Records:
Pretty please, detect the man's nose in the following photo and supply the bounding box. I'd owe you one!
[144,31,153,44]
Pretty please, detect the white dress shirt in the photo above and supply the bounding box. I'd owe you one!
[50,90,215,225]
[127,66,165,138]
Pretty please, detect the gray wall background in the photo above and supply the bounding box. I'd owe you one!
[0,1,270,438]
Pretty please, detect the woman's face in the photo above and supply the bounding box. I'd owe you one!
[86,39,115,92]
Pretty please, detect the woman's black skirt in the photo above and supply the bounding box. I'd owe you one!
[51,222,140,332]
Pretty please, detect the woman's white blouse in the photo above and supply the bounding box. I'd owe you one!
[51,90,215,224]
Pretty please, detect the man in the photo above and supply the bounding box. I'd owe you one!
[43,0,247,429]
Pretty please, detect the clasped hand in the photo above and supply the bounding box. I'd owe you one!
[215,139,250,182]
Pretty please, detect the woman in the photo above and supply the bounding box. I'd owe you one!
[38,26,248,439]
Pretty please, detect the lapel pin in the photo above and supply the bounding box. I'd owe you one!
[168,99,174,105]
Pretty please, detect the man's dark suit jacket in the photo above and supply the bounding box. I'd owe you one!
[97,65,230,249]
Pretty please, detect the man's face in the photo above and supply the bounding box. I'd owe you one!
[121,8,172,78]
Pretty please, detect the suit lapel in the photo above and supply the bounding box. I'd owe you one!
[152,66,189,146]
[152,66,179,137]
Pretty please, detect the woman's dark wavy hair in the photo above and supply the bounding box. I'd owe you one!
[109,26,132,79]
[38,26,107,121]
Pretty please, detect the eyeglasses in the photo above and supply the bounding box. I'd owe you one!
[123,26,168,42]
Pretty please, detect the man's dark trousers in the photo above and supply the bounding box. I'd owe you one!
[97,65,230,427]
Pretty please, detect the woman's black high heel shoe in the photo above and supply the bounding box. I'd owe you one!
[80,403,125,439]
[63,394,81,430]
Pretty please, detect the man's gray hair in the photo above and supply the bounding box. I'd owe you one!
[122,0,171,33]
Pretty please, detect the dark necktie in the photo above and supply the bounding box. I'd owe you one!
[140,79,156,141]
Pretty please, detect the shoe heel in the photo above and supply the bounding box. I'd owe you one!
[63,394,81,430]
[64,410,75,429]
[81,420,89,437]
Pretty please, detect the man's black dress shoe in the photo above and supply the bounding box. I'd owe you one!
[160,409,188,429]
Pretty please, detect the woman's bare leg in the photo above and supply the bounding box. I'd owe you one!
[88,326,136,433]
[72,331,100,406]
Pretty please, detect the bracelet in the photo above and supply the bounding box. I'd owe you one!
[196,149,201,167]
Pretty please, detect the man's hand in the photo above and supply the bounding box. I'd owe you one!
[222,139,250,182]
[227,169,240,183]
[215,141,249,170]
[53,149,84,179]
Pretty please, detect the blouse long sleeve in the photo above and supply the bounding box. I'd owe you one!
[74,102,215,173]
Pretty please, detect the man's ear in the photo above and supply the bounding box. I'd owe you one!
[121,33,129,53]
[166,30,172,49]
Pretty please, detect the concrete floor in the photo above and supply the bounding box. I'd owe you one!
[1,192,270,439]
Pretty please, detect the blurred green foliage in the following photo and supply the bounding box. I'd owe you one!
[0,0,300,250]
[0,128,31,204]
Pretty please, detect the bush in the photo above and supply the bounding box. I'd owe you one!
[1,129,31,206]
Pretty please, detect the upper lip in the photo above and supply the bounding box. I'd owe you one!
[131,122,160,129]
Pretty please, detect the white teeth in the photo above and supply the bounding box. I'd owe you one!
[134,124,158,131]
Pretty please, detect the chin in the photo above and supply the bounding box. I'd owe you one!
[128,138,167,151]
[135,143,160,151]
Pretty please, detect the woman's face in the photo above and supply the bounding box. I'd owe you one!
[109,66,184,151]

Work to be completed: Your task is to repeat the data exactly, with nothing left out.

Your solution:
Pretty please, detect the man's nose in the following photo and supply the bounding box. I'd owe you one!
[144,31,153,44]
Pretty please, detect the white dress shirt in the photo above and supply the bounding box. I'd owe you one!
[50,90,215,225]
[127,66,165,138]
Pretty please, detect the gray wall background in the photo above and supply the bounding box. I'd owe you one!
[0,1,270,438]
Pretty please, detect the woman's face in the photo above and supply the bounding box. I'd owe you one!
[86,39,115,92]
Pretty please, detect the woman's black skirt in the photo above and supply the bounding box. I'd owe you one!
[51,222,140,332]
Pretty please, detect the woman's white blouse in the photo above and supply the bounding box. I'd owe you one!
[51,90,215,224]
Pretty please, detect the man in the photo above and supply the bounding box. I'd owe you one!
[43,0,247,429]
Pretty please, detect the clasped hand in the photo above and supply the bounding box. I'd owe you one!
[215,139,250,182]
Pretty please, detect the woman in the photo above and supply the bounding box. I'd owe you one!
[38,26,248,439]
Pretty please, detect the lapel pin in the photo above and supply the bounding box. I'd owe you one!
[168,99,174,105]
Pretty please, detect the man's dark suit jacket in the photo above and supply the bounding box. I'd owe you one!
[97,65,230,249]
Pretty please, detect the man's face in the photo above and supply the bounding box. I'd owe you one!
[121,8,172,78]
Pretty please, detect the suit lapel in the photo above and supply the bounding box. I'd owe you one!
[152,66,189,146]
[152,66,179,137]
Pretty please, detect the woman's dark wavy hair in the photo above and supply the bounding box. I'd owe you one!
[109,26,132,79]
[38,26,107,121]
Pretty please, detect the eyeglasses in the photo above and supply the bounding box. I'd owe you one!
[123,26,168,42]
Pretty please, detect the man's dark trousers in the photo above and supply the bounding box. I'd owe you one!
[97,65,230,427]
Pretty please, detect the woman's black high heel shoe in the photo above and supply the bounding box. I'd owe you one!
[80,403,125,439]
[63,394,81,430]
Pretty please, detect the man's gray hair in the photo above and supply the bounding box. I'd owe you one!
[122,0,171,33]
Pretty please, detect the dark necktie in the photo above and supply the bounding box. I'd owe you one!
[140,79,156,141]
Pretty please, detect the shoe heel in the photo above and supply the bounding box. I'd owe you one!
[63,394,81,430]
[64,410,75,429]
[81,420,89,437]
Pretty please, detect the man's black dress shoe in the photo above and supply the bounding box. I'd owe you one!
[160,409,188,429]
Pretty please, detect the woman's bare leg in the photo above and supply the bounding box. I'd owe you one!
[88,326,136,433]
[72,331,100,406]
Pretty please, detect the bracelet in the photo above and supply the bounding box. I'd owe you one!
[196,149,201,167]
Pretty please, detect the man's hand in the photo above and supply the bounding box. I'd owe you one!
[222,139,250,182]
[227,169,240,183]
[215,141,249,170]
[53,149,84,179]
Pretty please, detect the blouse long sleeve in the photo above and supply the bounding box. I'd owe you one!
[74,102,215,173]
Pretty please, detect the man's ear in the photo above and supply the bounding box. I'd owe you one!
[121,33,129,53]
[166,30,172,49]
Pretty please, detect the concrete floor in the photo above and supply the bounding box. I'd owe you one!
[1,192,270,439]
Pretty please, detect the blurred green foliage in the following photo and supply the bounding box. I'd owe you one!
[0,0,300,250]
[0,128,31,204]
Pretty please, detect the bush in the photo above and supply the bounding box. I'd owe you one!
[1,129,31,206]
Pretty please, detect the upper lip in the photo above and supply the bounding box. I'd owe you one!
[131,122,160,129]
Pretty please, detect the white teeth in the photo above and supply the bounding box. I'd owe you one!
[134,124,158,131]
Pretty please, detect the chin in the photo above and supply the bounding box. I'd owe you one!
[128,138,167,151]
[135,143,160,151]
Pretty please, detect the woman's face in the photo above and supply the bounding box. I'd owe you one!
[109,66,184,151]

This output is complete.